• Task item
In the Michael Douglas article below, copy the passage that opens with "Michael Douglas (born" and closes with "of his sled.", substituting "toboggan" for "sled".

• Document text
========================================

Michael Douglas

Personal information
- Born: March 31, 1971 (age 55) Toronto, Ontario, Canada

Sport
- Country: Canada
- Sport: Skeleton

= Michael Douglas (skeleton racer) =

Canadian skeleton racer

Michael Douglas (born March 31, 1971) is a Canadian skeleton racer who has competed since 2006. He played football and competed in track whilst at University in Toronto, and at the age of 30 he was discovered by racer Pascal Richard. He competed in the 2010 Winter Olympics but was disqualified before his third run for failing to remove the covers off the runner guards of his sled.

==Early life==
Douglas was born in Toronto, Ontario and raised in Kleinburg. He attended King City Secondary School, from which he graduated in 1990. He studied at Fanshawe College and went on to play Canadian football for the University of Toronto as a cornerback. He gave up football after as backup to the first team and moved onto athletics instead, a decision he says he has since regretted as the football team went on to win the Vanier Cup three years later, with a team that featured several players who too were backup players when Douglas was on the team.

========================================

• Data provided

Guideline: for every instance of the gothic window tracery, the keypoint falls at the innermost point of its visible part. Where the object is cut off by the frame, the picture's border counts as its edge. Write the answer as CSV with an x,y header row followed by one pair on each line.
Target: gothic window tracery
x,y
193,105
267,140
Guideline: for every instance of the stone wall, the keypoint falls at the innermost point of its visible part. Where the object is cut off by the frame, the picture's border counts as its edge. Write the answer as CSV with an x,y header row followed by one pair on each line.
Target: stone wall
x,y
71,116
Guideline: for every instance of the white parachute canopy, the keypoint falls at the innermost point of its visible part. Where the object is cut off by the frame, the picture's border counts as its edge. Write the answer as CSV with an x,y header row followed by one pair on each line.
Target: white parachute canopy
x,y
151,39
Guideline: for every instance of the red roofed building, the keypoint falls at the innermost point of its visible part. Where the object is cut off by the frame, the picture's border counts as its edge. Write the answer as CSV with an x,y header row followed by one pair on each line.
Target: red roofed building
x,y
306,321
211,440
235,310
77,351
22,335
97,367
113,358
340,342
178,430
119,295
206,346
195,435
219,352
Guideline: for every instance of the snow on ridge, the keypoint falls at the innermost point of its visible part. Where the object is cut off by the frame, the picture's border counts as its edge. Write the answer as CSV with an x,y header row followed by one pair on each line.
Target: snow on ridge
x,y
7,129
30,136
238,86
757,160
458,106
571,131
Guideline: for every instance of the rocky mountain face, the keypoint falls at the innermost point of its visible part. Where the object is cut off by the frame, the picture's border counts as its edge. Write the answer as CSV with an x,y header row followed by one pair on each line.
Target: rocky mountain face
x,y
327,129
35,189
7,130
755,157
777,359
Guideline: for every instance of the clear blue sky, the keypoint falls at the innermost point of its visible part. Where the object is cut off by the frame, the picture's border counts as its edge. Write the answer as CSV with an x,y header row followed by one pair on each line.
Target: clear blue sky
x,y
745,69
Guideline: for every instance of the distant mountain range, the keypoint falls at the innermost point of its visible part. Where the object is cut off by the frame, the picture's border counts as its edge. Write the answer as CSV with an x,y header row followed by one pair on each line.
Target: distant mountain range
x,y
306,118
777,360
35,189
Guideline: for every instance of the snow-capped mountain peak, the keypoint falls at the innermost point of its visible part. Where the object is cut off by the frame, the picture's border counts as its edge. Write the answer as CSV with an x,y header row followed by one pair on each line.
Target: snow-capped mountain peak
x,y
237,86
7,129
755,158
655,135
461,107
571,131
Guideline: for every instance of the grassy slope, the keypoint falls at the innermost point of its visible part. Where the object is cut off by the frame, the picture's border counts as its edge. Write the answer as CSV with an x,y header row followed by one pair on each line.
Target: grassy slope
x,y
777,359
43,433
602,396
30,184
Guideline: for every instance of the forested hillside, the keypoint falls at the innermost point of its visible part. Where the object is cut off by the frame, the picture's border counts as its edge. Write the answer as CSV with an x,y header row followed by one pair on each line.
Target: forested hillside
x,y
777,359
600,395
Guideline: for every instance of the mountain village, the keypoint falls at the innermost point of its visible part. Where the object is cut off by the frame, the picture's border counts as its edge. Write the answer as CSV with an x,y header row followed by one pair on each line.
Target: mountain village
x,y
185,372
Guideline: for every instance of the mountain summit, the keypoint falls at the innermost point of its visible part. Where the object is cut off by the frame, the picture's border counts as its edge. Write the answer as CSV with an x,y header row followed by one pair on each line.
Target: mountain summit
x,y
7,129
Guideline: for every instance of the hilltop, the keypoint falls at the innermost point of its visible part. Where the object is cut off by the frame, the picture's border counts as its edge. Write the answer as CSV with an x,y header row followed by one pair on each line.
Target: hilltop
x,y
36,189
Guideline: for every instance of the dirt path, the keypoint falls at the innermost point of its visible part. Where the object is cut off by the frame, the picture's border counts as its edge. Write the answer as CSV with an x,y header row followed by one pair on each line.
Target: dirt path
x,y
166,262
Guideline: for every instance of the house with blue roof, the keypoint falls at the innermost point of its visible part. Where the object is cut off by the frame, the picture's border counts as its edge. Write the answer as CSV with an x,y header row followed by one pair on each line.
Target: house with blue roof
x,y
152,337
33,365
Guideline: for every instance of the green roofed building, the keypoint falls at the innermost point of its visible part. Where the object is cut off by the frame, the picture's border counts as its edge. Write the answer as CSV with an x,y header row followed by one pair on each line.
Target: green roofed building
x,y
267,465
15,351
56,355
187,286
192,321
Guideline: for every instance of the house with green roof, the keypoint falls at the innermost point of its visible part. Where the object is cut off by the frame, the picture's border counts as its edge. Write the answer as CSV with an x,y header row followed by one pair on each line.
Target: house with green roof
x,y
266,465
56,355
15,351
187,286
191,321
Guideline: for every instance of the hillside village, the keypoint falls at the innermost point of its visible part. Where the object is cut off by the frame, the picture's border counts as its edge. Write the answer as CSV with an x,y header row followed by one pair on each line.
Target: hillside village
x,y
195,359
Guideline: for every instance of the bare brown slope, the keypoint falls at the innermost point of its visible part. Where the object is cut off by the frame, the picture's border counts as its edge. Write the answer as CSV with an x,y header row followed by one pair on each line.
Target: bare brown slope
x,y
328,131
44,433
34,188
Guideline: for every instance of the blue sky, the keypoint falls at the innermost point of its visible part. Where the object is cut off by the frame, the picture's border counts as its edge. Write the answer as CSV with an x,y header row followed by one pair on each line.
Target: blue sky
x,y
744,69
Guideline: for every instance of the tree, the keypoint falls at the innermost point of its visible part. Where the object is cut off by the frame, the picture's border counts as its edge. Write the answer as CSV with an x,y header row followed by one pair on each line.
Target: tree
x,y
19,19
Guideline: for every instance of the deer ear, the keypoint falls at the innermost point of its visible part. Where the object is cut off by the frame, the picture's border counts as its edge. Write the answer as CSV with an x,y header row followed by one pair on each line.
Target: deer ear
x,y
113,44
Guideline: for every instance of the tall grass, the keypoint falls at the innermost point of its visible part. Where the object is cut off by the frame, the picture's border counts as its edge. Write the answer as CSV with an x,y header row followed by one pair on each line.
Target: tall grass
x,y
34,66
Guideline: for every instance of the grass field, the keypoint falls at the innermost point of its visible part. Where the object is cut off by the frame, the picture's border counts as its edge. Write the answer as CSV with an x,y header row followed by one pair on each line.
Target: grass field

========================================

• Answer to the exercise
Michael Douglas (born March 31, 1971) is a Canadian skeleton racer who has competed since 2006. He played football and competed in track whilst at University in Toronto, and at the age of 30 he was discovered by racer Pascal Richard. He competed in the 2010 Winter Olympics but was disqualified before his third run for failing to remove the covers off the runner guards of his toboggan.